_Excerpted data_:
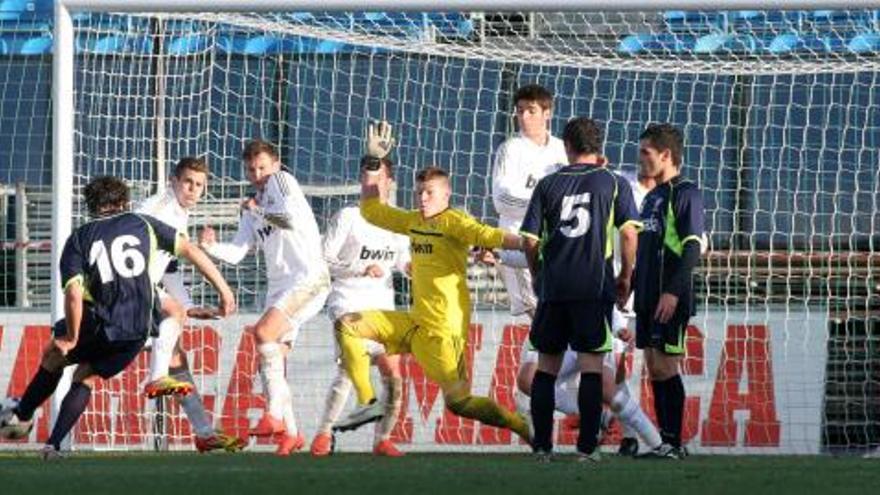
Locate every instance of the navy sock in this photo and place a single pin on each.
(675, 397)
(72, 407)
(543, 403)
(660, 402)
(42, 385)
(590, 405)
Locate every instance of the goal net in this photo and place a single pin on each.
(781, 117)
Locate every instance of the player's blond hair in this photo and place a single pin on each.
(536, 93)
(257, 146)
(191, 163)
(430, 173)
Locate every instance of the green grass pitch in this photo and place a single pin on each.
(486, 474)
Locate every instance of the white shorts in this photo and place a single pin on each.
(299, 304)
(518, 282)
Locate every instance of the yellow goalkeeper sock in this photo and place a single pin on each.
(356, 363)
(489, 412)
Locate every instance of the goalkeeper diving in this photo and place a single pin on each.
(435, 330)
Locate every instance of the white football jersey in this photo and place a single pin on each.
(639, 193)
(350, 245)
(284, 227)
(519, 165)
(165, 208)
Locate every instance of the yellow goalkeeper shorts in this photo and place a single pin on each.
(439, 351)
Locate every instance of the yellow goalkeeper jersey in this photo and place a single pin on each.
(439, 248)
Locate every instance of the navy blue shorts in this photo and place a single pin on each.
(107, 358)
(583, 326)
(666, 337)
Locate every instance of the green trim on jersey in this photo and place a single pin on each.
(609, 339)
(609, 225)
(679, 347)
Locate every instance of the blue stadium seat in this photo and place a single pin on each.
(727, 43)
(865, 43)
(451, 24)
(795, 42)
(40, 45)
(695, 22)
(256, 45)
(116, 44)
(187, 44)
(12, 10)
(840, 19)
(641, 43)
(312, 45)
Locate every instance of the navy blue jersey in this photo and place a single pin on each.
(573, 212)
(672, 215)
(111, 257)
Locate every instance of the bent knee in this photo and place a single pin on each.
(524, 378)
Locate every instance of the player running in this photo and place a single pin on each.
(279, 220)
(109, 297)
(361, 258)
(169, 368)
(436, 329)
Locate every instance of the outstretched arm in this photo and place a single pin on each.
(204, 264)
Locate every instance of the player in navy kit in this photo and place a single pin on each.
(568, 230)
(669, 249)
(109, 303)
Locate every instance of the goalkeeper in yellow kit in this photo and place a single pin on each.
(435, 330)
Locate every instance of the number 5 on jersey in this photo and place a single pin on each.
(575, 215)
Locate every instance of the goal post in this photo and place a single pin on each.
(781, 133)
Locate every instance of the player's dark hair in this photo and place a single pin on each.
(257, 146)
(388, 164)
(664, 137)
(432, 172)
(534, 92)
(106, 195)
(191, 163)
(582, 136)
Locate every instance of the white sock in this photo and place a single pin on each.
(566, 401)
(193, 406)
(274, 384)
(163, 348)
(392, 399)
(287, 414)
(632, 417)
(337, 396)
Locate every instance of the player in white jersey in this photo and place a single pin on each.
(520, 162)
(278, 220)
(361, 258)
(169, 369)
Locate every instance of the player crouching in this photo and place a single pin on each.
(109, 299)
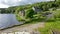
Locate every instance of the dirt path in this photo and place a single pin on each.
(27, 27)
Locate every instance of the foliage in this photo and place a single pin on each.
(29, 13)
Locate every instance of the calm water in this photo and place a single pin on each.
(7, 20)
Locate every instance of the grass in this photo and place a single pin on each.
(52, 24)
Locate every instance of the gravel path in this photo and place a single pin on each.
(27, 27)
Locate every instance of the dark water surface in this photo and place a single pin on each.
(8, 20)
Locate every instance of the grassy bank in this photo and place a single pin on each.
(53, 24)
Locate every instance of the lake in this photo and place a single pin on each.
(8, 20)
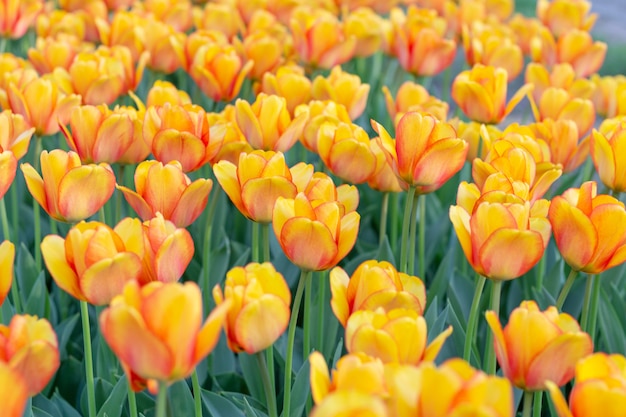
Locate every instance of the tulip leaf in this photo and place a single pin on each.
(114, 404)
(219, 406)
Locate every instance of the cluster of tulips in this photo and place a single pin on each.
(279, 101)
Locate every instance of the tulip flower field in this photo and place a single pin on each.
(325, 208)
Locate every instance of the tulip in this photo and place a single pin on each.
(374, 284)
(342, 88)
(260, 306)
(395, 336)
(589, 229)
(180, 133)
(266, 123)
(167, 190)
(156, 331)
(600, 389)
(168, 250)
(13, 392)
(315, 235)
(426, 152)
(256, 182)
(481, 93)
(28, 345)
(7, 257)
(69, 192)
(550, 355)
(493, 227)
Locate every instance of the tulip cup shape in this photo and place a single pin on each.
(157, 333)
(66, 190)
(538, 346)
(260, 312)
(600, 389)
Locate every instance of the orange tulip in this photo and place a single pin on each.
(374, 284)
(17, 16)
(314, 234)
(493, 227)
(342, 88)
(589, 229)
(13, 392)
(94, 262)
(481, 93)
(42, 104)
(600, 389)
(168, 250)
(69, 191)
(260, 306)
(426, 152)
(550, 355)
(259, 178)
(395, 336)
(167, 190)
(145, 329)
(28, 345)
(180, 133)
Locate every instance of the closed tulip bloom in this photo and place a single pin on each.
(343, 88)
(557, 343)
(260, 306)
(589, 229)
(315, 235)
(266, 124)
(607, 151)
(452, 389)
(256, 182)
(180, 133)
(395, 336)
(374, 284)
(168, 250)
(165, 188)
(7, 257)
(28, 345)
(600, 389)
(94, 262)
(426, 152)
(481, 93)
(157, 332)
(497, 225)
(68, 191)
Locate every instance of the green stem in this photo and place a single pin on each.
(406, 223)
(161, 403)
(270, 398)
(528, 403)
(291, 337)
(197, 393)
(537, 404)
(473, 318)
(91, 393)
(384, 208)
(569, 282)
(496, 290)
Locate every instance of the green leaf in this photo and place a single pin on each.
(219, 406)
(113, 405)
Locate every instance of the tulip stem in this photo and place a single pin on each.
(569, 282)
(197, 393)
(384, 208)
(291, 336)
(496, 290)
(406, 223)
(528, 403)
(473, 318)
(91, 393)
(270, 397)
(161, 406)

_What to produce_:
Set down all of the material word for word, minus its pictures.

_Task solution_:
Locate every instance of the navy sock in this photo and place a single pin on each.
(675, 397)
(72, 407)
(543, 403)
(660, 402)
(42, 385)
(590, 405)
Locate every instance of the goal net in this photo and place a single pin on each.
(781, 117)
Locate every instance of the player's blond hair in this photo and place a single pin on each.
(536, 93)
(257, 146)
(191, 163)
(430, 173)
Locate every instance of the green grass pitch in this photo and place a single pin on each.
(486, 474)
Locate every instance of the white shorts in this photo and place a single pin on each.
(299, 304)
(518, 282)
Locate every instance of the yellow goalkeeper sock in this photo and place a single pin on each.
(356, 363)
(489, 412)
Locate every instance of the goalkeeper diving in this photo and place a single pin on each.
(435, 330)
Locate every instance of the white football jersey in this photo and place a single pin on each.
(639, 193)
(350, 245)
(284, 227)
(519, 165)
(165, 208)
Locate every instance of the yellow goalkeeper shorts in this photo and place a single pin on each.
(439, 351)
Locate every instance of the yellow goalkeeper jersey in this photo and place a single pin on each.
(439, 248)
Locate every instance of the navy blue shorts in this photo and place a single pin on each.
(107, 358)
(583, 326)
(666, 337)
Locate every instance of the green trim on jersey in this photo and place a single pin on each.
(609, 339)
(609, 225)
(679, 347)
Locate every instance of the blue stadium seat in this photo and place a single pin on each.
(727, 43)
(865, 43)
(451, 24)
(795, 42)
(40, 45)
(695, 22)
(256, 45)
(116, 44)
(187, 44)
(12, 10)
(840, 19)
(641, 43)
(312, 45)
Locate every instance of the navy blue jersey in this photo and place a single pin on each.
(573, 212)
(672, 215)
(111, 257)
Locate every instance of the bent knee in this photo and place a single pin on each.
(524, 378)
Locate every instance of the player running in this photo and place a single pin on each.
(279, 220)
(109, 297)
(361, 258)
(169, 368)
(436, 329)
Locate every instance of the outstretched arm in this photo and place a single pin on each.
(204, 264)
Locate every instance of the player in navy kit in this photo and place a single pin on each.
(568, 230)
(669, 249)
(109, 303)
Locate every instance of the goalkeeper in yellow kit in this photo and place a single pin on each.
(435, 330)
Locate every instance of the number 5 on jersey in this photo and place a single pin on each.
(575, 215)
Locate every instance of the goal post in this photo and place a single pin on each.
(781, 133)
Locate every instance of the player's dark hair in this photo and place a single pin on each.
(257, 146)
(388, 164)
(664, 137)
(432, 172)
(534, 92)
(106, 195)
(191, 163)
(582, 136)
Locate every instance of the white sock in this photo and place a single pin on each.
(566, 401)
(193, 406)
(274, 384)
(163, 348)
(392, 399)
(287, 414)
(632, 417)
(337, 396)
Locate every instance of the player in white jersey in this photo and place a single pin on each.
(520, 162)
(278, 220)
(361, 258)
(169, 369)
Locate every instance of the player crouching in this photo and place a single pin on each.
(109, 299)
Locate every instance of the dirt path in this photo and place a single pin on each.
(27, 27)
Locate every instance of the foliage in this photo and place a single pin on each.
(29, 13)
Locate every instance of the calm water in this photo and place a single pin on each.
(7, 20)
Locate every instance of the grass in this photo and place a single pin on each.
(52, 24)
Locate every instance of the gravel path in this photo and place a single pin on each.
(27, 27)
Locate every instance of the dark water surface in this photo and place a single pin on each.
(8, 20)
Locate every instance of the grassy bank in this photo and place a single pin on each.
(53, 24)
Locate every instance of the lake in this photo and place a single pin on each.
(8, 20)
Locate every instance of the tulip leaf in this photo and place a single pin on each.
(114, 404)
(219, 406)
Locate every instance of the cluster of tulips in this photo and place a single pin on each.
(279, 101)
Locate every instance of the tulip flower field in this photo and place a single pin on each.
(325, 208)
Locate every instance of the tulip in this photo and place a single pin on each.
(374, 284)
(342, 88)
(260, 306)
(395, 336)
(589, 229)
(180, 133)
(266, 123)
(167, 190)
(156, 331)
(600, 389)
(168, 250)
(13, 392)
(315, 235)
(426, 152)
(256, 182)
(481, 93)
(28, 345)
(7, 257)
(69, 192)
(550, 355)
(493, 227)
Locate every instance of the tulip cup shape in this photo and place a single pin on each.
(157, 333)
(66, 190)
(538, 346)
(260, 312)
(600, 389)
Locate every instance of the orange tulip in this photo and place a single pin on each.
(374, 284)
(17, 16)
(314, 234)
(493, 227)
(342, 88)
(589, 229)
(13, 392)
(94, 262)
(481, 93)
(42, 104)
(600, 389)
(168, 250)
(69, 191)
(260, 306)
(426, 152)
(550, 355)
(259, 178)
(395, 336)
(167, 190)
(145, 329)
(28, 345)
(180, 133)
Locate every instance of the closed tulip bloom in this photo and place a single pin on each.
(343, 88)
(557, 343)
(260, 306)
(589, 229)
(315, 235)
(266, 124)
(607, 151)
(452, 389)
(256, 182)
(180, 133)
(395, 336)
(374, 284)
(168, 250)
(165, 188)
(7, 257)
(28, 345)
(600, 389)
(94, 262)
(426, 152)
(481, 93)
(157, 332)
(497, 225)
(68, 191)
Locate every instance of the green stem in this photo and place a single pin on each.
(406, 223)
(161, 403)
(270, 398)
(528, 403)
(291, 337)
(197, 393)
(537, 404)
(473, 318)
(91, 393)
(384, 208)
(569, 282)
(496, 290)
Locate every instance of the green leaf in this photo and place a single pin on each.
(219, 406)
(113, 405)
Locate every instance of the tulip stem in this photo and place a single pin on each.
(569, 282)
(197, 393)
(384, 208)
(291, 336)
(496, 290)
(406, 223)
(528, 403)
(473, 318)
(91, 393)
(270, 397)
(161, 406)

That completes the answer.